● Zadania do rozwiązania
#1 Wyodrębnij z tekstu o mufie roweru Merida dokładny fragment od słów „I teraz pytanie” aż do słów „roweru w przyszłości.” włącznie.
#2 Czy te stwierdzenia zgadzają się z tekstem o mufie roweru Merida? (a) Zatarcie lewego łożyska wyszło na jaw po przejechaniu około 300 km. (b) Autor sprawdził specjalistycznymi narzędziami, czy lewe łożysko jest wkręcone pod kątem. (c) Autor zażądał od sklepu zwrotu pieniędzy. Przy każdym odpowiedz „tak” lub „nie” i przytocz dosłownie rozstrzygające słowa tekstu.

Skocz do zawartości

[rower] Merida NN 900D problem z mufą


hydra

Rekomendowane odpowiedzi

Rower zakupiłem pod koniec września. Przez większą część października jeździłem bez żadnego problemu. W pewnym czasie zaczęło się lekkie "stukanie" w dolnej części. Po konsultacjach zdjąłem napęd i suport. Okazało się, że lewe łożysko jest całkowicie zatarte (przejechane ok 300 km). Nie czekając na reklamacje kupiłem nowy suport i zacząłem zabierać się do wymiany. Niestety przy czyszczeniu mufy moim oczom ukazał się taki oto widok : 

 

Full%20reklamacja-2-Resizer-800Q83.jpg

 

raz , że mufa jest mocno "poobijana" to dwa otwór nie jest centryczny. jak widać na zdjęciu dolna część ma cieńszą ściankę a górna grubszą. Z prawej strony jest wszystko OK - choć grubość ścianki nie jest jednakowa ale zdecydowanie mniejsza jest różnica. 

Niepokojąco wygląda również  "wżer"  na krawędzi. 

 

Full%20reklamacja-1-Resizer-800Q83.jpg

 

Razem z kolegą zrobiliśmy pomiary grubości ścianek : 

lewa strona dół :

 

Full%20reklamacja-4-Resizer-800Q83.jpg

 

Lewa strona góra :

 

Full%20reklamacja-5-Resizer-800Q83.jpg

 

i dla porównania to samo prawa strona : góra i dół 

 

Full%20reklamacja-6-Resizer-800Q83.jpg

 

Full%20reklamacja-7-Resizer-800Q83.jpg

 

Jak można zauważyć lewa strona jest mocno nierówna w grubości ścianki. 

Najbardziej niepokoi mnie fakt, że przy takich nierównych ściankach może wystąpić efekt niecentryczności ułożenia korby - i to może ale nie musi tłumaczyć, bardzo szybkiego zużycia łożyska w suporcie. Jeżeli lewe łożysko suportu jest wkręcone "po kątem" w stosunku do osi to niestety ale mufa jest do wymiany. Nie mam tego jak sprawdzić - wymagałoby to specjalistycznych narzędzi.

Tak czy inaczej rower oddałem do sklepu w ramach niezgodności towaru z umową. Co z tego wyjdzie zobaczymy. Ja zażądałem wymiany roweru na nowy ( lub samą ramę).

 

I teraz pytanie - czy ktoś z forumowiczów spotkał się z podobną sytuacją ? Zastanawia mnie czy tak wada może znacząco wpłynąć na użytkowanie roweru w przyszłości. 

 

Odnośnik do komentarza
Udostępnij na innych stronach

Można to tłumaczyć inaczej.

Jeśli mufa była gwintowana po wspawaniu w ramę ( a przy wspawaniu lekko się skrzywiła) to takie gwintowanie mogło mieć na celu zachowanie osiowości.

Nie jestem pewien ale wydaje mi się ze mufa jest gwintowana i planowana już po spawaniu i odprężaniu ramy. W procesie spawania może to się lekko przesuwać, spaw stygnąc ściąga. Stad może być różnica w grubości ścianek.

Nakręć miski, wsadz korbę, jeśli wejdzie bez oporów i nie będzie stawiać jakiegoś oporu przy kręceniu to jest raczej ok.

● Lista rekordów

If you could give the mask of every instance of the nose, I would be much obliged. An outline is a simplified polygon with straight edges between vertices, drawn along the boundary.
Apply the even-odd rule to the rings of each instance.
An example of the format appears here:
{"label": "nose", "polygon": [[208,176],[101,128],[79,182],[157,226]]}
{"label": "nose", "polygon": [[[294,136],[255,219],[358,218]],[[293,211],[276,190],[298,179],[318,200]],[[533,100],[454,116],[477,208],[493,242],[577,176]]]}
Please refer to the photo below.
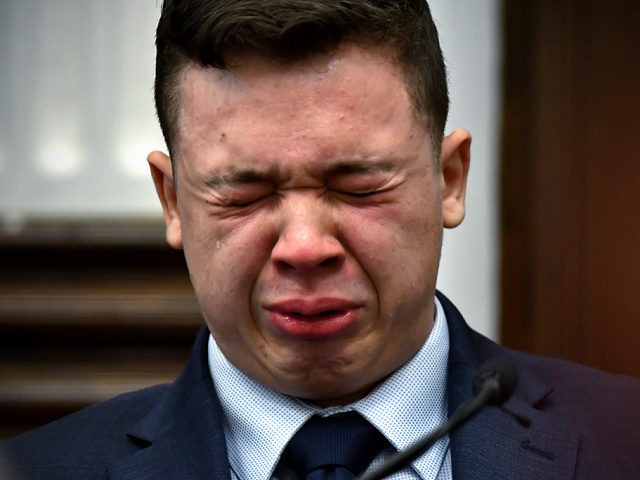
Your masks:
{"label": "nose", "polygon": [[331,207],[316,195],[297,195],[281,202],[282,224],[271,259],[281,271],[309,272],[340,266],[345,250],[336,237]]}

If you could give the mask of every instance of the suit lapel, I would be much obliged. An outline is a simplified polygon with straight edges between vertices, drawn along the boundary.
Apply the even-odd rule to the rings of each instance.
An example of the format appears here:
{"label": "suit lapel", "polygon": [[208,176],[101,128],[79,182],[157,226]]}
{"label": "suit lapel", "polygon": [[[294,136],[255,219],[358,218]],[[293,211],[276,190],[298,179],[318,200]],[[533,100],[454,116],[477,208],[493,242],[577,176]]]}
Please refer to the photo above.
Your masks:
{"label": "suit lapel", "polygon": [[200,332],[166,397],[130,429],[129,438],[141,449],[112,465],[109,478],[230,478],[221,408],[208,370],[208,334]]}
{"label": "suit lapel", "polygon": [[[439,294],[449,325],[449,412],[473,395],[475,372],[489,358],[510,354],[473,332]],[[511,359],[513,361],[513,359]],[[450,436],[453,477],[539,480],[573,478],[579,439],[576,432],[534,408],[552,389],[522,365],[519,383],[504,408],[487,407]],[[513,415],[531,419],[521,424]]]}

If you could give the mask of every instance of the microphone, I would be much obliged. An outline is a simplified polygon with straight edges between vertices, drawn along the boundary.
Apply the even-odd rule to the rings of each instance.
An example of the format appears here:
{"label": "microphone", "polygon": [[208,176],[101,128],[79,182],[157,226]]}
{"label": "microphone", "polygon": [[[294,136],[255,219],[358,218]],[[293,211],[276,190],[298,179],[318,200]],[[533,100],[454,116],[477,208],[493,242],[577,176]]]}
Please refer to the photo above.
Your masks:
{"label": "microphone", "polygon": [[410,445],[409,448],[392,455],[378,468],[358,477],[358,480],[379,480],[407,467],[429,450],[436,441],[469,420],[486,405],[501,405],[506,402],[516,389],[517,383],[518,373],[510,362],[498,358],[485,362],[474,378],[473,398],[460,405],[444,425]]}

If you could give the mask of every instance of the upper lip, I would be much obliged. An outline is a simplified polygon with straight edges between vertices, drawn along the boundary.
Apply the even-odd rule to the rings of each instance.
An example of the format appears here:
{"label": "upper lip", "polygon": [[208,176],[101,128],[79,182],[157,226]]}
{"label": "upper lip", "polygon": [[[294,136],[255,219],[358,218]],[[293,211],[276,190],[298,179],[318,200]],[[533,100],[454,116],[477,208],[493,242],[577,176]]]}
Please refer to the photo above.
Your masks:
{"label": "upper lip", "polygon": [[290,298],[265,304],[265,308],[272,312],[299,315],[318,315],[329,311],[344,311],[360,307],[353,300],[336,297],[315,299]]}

● Odpowiedzi do zadań
#1
I teraz pytanie - czy ktoś z forumowiczów spotkał się z podobną sytuacją ? Zastanawia mnie czy tak wada może znacząco wpłynąć na użytkowanie roweru w przyszłości.

#2
(a) Tak: „Okazało się, że lewe łożysko jest całkowicie zatarte (przejechane ok 300 km).”
(b) Nie: „Nie mam tego jak sprawdzić - wymagałoby to specjalistycznych narzędzi.”
(c) Nie: „Ja zażądałem wymiany roweru na nowy ( lub samą ramę).”